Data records
· · ·

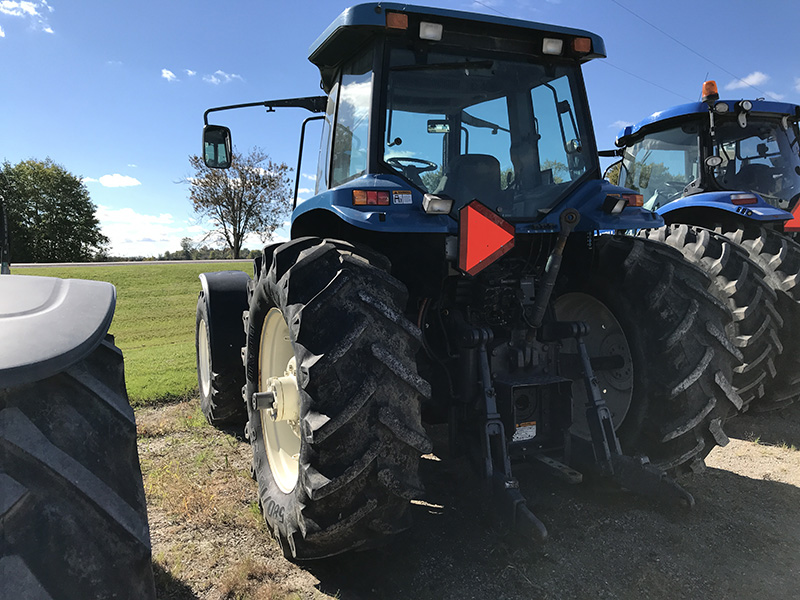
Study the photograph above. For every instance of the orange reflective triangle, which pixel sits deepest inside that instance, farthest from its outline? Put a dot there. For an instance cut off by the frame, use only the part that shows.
(793, 224)
(483, 237)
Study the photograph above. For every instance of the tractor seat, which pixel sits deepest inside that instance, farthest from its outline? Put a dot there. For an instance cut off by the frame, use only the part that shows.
(472, 176)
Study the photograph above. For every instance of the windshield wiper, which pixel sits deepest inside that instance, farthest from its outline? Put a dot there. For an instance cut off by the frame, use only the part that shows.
(481, 64)
(468, 119)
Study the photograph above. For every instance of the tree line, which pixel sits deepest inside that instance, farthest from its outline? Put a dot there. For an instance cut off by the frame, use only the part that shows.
(51, 218)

· · ·

WHAT IS BEING ASKED: Can you arrange every line of the records above into a Markdown table with the columns "Row" and "Line", numbering each row, skipping blank lines and leaving out the pictures?

OUTPUT OF THE EXERCISE:
| Row | Line |
|---|---|
| 1 | Study the photograph above. For every instance of the orange reflective triangle, which pixel sits deepest inside that instance, farthest from its outline? Put a dot there. For an instance cut off by the frame, use only the part that shows. |
| 2 | (793, 224) |
| 3 | (483, 237) |
| 4 | Study the photograph above. For every instance of the tractor seat, which pixel sits deepest inside that instance, farthest from its outline? Put a dot there. For an instance cut off by the frame, use only the part that shows. |
| 5 | (472, 176) |
| 6 | Study the photograph above. For every instance of the windshield wiper, which pixel sits deepest inside that instance, farthest from its outline? Put a dot there. For an instance cut off by the frame, use only the part that shows. |
| 7 | (481, 64) |
| 8 | (468, 119) |
| 9 | Study the photograph above. For every instance of the tree line, which pixel sits deepest inside that instance, farthest from its outline? Put a dot there. For an instance cut off by the frame, use only the part that shows. |
| 10 | (51, 218) |